### Stated problem
Copy the lines below word for word, leaving out the pictures.

### Records for processing
****
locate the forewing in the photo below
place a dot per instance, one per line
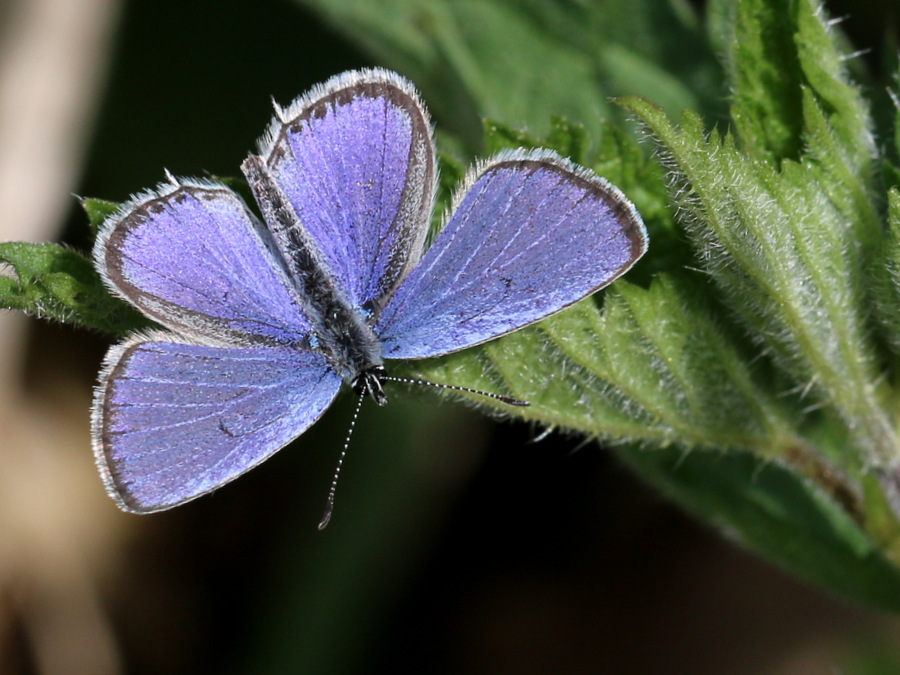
(193, 257)
(355, 159)
(173, 421)
(530, 235)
****
### Correct response
locate the forewing in the photo below
place a dot per instance, one per line
(193, 257)
(355, 159)
(173, 421)
(530, 235)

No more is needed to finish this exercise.